> _PROBLEM TO SOLVE_
Return the whole listing, keeping every character the same.

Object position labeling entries
>>>>>

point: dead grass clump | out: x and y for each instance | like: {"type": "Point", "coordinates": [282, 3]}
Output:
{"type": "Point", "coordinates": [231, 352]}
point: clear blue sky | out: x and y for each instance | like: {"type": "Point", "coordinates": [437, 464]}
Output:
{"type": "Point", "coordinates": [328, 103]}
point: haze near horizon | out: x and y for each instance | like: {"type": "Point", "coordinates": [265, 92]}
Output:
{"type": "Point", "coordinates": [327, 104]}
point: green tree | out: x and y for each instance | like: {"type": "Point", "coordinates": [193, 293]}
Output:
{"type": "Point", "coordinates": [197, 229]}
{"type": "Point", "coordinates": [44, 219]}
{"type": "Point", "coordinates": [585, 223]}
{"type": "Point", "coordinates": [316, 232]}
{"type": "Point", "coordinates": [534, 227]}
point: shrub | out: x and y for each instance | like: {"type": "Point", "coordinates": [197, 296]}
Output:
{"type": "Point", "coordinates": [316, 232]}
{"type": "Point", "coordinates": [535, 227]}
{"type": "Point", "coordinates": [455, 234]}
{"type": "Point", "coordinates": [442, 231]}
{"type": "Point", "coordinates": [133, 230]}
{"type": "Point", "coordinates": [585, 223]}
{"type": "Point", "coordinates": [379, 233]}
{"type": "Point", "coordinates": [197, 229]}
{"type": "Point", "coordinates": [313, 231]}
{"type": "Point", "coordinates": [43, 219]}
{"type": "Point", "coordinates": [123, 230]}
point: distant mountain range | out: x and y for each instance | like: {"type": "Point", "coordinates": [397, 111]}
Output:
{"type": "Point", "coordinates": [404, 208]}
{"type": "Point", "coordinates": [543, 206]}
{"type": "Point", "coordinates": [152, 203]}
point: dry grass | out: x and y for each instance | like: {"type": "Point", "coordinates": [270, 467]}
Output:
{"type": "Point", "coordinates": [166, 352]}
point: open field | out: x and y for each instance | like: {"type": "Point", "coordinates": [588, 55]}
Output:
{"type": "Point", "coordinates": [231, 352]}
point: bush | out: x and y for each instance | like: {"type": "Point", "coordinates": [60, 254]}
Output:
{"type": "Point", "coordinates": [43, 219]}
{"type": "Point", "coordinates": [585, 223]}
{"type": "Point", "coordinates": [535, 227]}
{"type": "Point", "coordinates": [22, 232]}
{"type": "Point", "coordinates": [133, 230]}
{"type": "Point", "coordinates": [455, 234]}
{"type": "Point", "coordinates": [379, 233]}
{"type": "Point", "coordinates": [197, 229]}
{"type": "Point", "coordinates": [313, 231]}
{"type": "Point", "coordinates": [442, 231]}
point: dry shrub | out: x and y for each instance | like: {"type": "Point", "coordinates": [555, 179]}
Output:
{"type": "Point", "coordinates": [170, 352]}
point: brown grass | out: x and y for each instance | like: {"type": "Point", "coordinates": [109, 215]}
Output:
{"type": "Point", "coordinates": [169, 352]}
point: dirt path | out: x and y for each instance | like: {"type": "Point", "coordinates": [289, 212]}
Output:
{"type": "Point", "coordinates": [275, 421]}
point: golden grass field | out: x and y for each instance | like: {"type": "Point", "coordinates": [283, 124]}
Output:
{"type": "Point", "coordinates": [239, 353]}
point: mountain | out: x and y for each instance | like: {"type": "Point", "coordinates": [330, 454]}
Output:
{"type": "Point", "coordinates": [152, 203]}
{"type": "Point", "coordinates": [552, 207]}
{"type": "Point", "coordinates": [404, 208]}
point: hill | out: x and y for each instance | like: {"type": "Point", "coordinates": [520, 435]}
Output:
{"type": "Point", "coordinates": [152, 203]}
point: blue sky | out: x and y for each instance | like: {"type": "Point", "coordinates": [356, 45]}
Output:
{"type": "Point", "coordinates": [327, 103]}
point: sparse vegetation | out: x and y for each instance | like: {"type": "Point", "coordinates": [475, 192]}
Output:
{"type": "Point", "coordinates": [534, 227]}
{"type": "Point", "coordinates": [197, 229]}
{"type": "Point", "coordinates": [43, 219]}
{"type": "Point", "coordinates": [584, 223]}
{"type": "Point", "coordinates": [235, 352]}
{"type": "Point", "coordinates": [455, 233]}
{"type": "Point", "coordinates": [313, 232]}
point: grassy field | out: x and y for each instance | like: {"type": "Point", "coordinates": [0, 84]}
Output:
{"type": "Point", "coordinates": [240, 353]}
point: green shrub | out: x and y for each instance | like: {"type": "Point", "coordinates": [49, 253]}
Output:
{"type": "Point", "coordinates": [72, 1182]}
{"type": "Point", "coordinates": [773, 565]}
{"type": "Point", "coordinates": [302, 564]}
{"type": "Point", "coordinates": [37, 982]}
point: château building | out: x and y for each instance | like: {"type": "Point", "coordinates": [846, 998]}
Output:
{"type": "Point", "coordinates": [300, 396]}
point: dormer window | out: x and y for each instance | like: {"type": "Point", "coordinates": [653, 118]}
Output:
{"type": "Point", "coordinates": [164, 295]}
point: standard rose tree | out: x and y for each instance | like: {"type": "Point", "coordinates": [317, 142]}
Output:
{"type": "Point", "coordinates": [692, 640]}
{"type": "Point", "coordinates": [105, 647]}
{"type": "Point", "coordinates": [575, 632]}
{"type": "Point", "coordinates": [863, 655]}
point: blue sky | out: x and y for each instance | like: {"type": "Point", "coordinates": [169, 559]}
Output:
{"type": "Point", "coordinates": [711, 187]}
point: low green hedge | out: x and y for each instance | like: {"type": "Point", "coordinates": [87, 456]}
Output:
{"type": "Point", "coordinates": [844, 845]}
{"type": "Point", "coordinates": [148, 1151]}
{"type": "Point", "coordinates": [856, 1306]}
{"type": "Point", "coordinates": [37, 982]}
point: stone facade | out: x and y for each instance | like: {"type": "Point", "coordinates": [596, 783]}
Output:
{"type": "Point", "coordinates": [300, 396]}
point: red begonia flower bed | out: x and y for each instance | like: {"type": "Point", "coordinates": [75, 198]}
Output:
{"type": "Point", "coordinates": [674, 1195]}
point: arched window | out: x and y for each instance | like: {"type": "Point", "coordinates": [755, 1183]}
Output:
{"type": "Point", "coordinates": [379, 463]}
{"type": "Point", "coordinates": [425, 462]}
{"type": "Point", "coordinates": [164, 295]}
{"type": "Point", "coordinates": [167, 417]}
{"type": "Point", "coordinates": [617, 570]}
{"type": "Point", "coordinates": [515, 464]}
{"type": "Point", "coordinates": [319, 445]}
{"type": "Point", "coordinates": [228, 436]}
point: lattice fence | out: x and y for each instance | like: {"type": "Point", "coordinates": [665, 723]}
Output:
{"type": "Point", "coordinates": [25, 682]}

<<<<<

> _EXERCISE RESPONSE_
point: dead grass clump | out: x and y for each instance | like: {"type": "Point", "coordinates": [282, 3]}
Output:
{"type": "Point", "coordinates": [231, 352]}
point: clear blue sky | out: x and y for each instance | like: {"type": "Point", "coordinates": [437, 464]}
Output:
{"type": "Point", "coordinates": [328, 103]}
point: haze near horizon | out: x and y for each instance | like: {"type": "Point", "coordinates": [265, 92]}
Output:
{"type": "Point", "coordinates": [327, 104]}
point: green tree | out: x and y for each instance | like: {"type": "Point", "coordinates": [193, 293]}
Output:
{"type": "Point", "coordinates": [197, 229]}
{"type": "Point", "coordinates": [44, 219]}
{"type": "Point", "coordinates": [585, 223]}
{"type": "Point", "coordinates": [316, 232]}
{"type": "Point", "coordinates": [534, 227]}
point: shrub | out: x and y for each instance | like: {"type": "Point", "coordinates": [197, 296]}
Output:
{"type": "Point", "coordinates": [316, 232]}
{"type": "Point", "coordinates": [535, 227]}
{"type": "Point", "coordinates": [455, 234]}
{"type": "Point", "coordinates": [442, 231]}
{"type": "Point", "coordinates": [133, 230]}
{"type": "Point", "coordinates": [585, 223]}
{"type": "Point", "coordinates": [379, 233]}
{"type": "Point", "coordinates": [197, 229]}
{"type": "Point", "coordinates": [313, 231]}
{"type": "Point", "coordinates": [43, 219]}
{"type": "Point", "coordinates": [123, 230]}
point: distant mountain range | out: x and y for each instance | like: {"type": "Point", "coordinates": [397, 111]}
Output:
{"type": "Point", "coordinates": [404, 208]}
{"type": "Point", "coordinates": [543, 206]}
{"type": "Point", "coordinates": [152, 203]}
point: dry grass | out: x and y for each instance | like: {"type": "Point", "coordinates": [270, 467]}
Output:
{"type": "Point", "coordinates": [166, 352]}
point: open field | out: x and y for each instance | like: {"type": "Point", "coordinates": [588, 55]}
Output:
{"type": "Point", "coordinates": [231, 352]}
point: bush | out: x and y for each instance | like: {"type": "Point", "coordinates": [60, 254]}
Output:
{"type": "Point", "coordinates": [43, 219]}
{"type": "Point", "coordinates": [585, 223]}
{"type": "Point", "coordinates": [535, 227]}
{"type": "Point", "coordinates": [22, 232]}
{"type": "Point", "coordinates": [133, 230]}
{"type": "Point", "coordinates": [455, 234]}
{"type": "Point", "coordinates": [379, 233]}
{"type": "Point", "coordinates": [197, 229]}
{"type": "Point", "coordinates": [313, 231]}
{"type": "Point", "coordinates": [442, 231]}
point: dry shrub | out: x and y for each instance | like: {"type": "Point", "coordinates": [555, 179]}
Output:
{"type": "Point", "coordinates": [170, 352]}
point: brown grass | out: x and y for each instance | like: {"type": "Point", "coordinates": [109, 215]}
Output:
{"type": "Point", "coordinates": [169, 352]}
point: dirt path | out: x and y for each instance | like: {"type": "Point", "coordinates": [289, 212]}
Output:
{"type": "Point", "coordinates": [275, 421]}
point: golden grass field | out: x and y for each instance | like: {"type": "Point", "coordinates": [283, 124]}
Output:
{"type": "Point", "coordinates": [239, 353]}
point: mountain | out: x and y for each instance | like: {"type": "Point", "coordinates": [330, 454]}
Output:
{"type": "Point", "coordinates": [152, 203]}
{"type": "Point", "coordinates": [552, 207]}
{"type": "Point", "coordinates": [404, 208]}
point: hill | out: x and y for each instance | like: {"type": "Point", "coordinates": [520, 435]}
Output:
{"type": "Point", "coordinates": [152, 203]}
point: blue sky | out: x and y for each instance | like: {"type": "Point", "coordinates": [356, 45]}
Output:
{"type": "Point", "coordinates": [327, 103]}
point: sparse vegetation | out: x and y for each instance | like: {"type": "Point", "coordinates": [475, 192]}
Output:
{"type": "Point", "coordinates": [534, 227]}
{"type": "Point", "coordinates": [197, 229]}
{"type": "Point", "coordinates": [43, 219]}
{"type": "Point", "coordinates": [584, 223]}
{"type": "Point", "coordinates": [235, 352]}
{"type": "Point", "coordinates": [455, 233]}
{"type": "Point", "coordinates": [313, 232]}
point: grassy field | out: x and y for each instance | like: {"type": "Point", "coordinates": [0, 84]}
Output:
{"type": "Point", "coordinates": [240, 353]}
point: green shrub | out: x and y for each instance | like: {"type": "Point", "coordinates": [49, 253]}
Output:
{"type": "Point", "coordinates": [72, 1182]}
{"type": "Point", "coordinates": [773, 565]}
{"type": "Point", "coordinates": [302, 564]}
{"type": "Point", "coordinates": [37, 982]}
point: château building | out: x and y for each instance | like: {"type": "Point", "coordinates": [846, 998]}
Output:
{"type": "Point", "coordinates": [300, 396]}
point: dormer window | out: x and y for each instance | like: {"type": "Point", "coordinates": [653, 118]}
Output:
{"type": "Point", "coordinates": [164, 295]}
point: standard rose tree | out: x and y for each instance | like: {"type": "Point", "coordinates": [317, 142]}
Output:
{"type": "Point", "coordinates": [692, 640]}
{"type": "Point", "coordinates": [105, 647]}
{"type": "Point", "coordinates": [575, 632]}
{"type": "Point", "coordinates": [863, 655]}
point: blue sky | out: x and y for each instance | like: {"type": "Point", "coordinates": [169, 559]}
Output:
{"type": "Point", "coordinates": [711, 187]}
point: low green hedge | out: x and y for each instance | like: {"type": "Point", "coordinates": [87, 456]}
Output:
{"type": "Point", "coordinates": [844, 845]}
{"type": "Point", "coordinates": [148, 1151]}
{"type": "Point", "coordinates": [856, 1306]}
{"type": "Point", "coordinates": [37, 982]}
point: stone facade | out: x and y for each instance | like: {"type": "Point", "coordinates": [596, 783]}
Output:
{"type": "Point", "coordinates": [300, 396]}
point: red begonia flower bed | out: x and y for each instance | like: {"type": "Point", "coordinates": [75, 198]}
Output:
{"type": "Point", "coordinates": [674, 1195]}
point: arched window | out: x and y for each instance | like: {"type": "Point", "coordinates": [755, 1183]}
Output:
{"type": "Point", "coordinates": [379, 463]}
{"type": "Point", "coordinates": [425, 462]}
{"type": "Point", "coordinates": [164, 295]}
{"type": "Point", "coordinates": [167, 417]}
{"type": "Point", "coordinates": [617, 570]}
{"type": "Point", "coordinates": [515, 464]}
{"type": "Point", "coordinates": [319, 445]}
{"type": "Point", "coordinates": [228, 436]}
point: lattice fence | out: x and y for each instance | like: {"type": "Point", "coordinates": [665, 723]}
Output:
{"type": "Point", "coordinates": [25, 682]}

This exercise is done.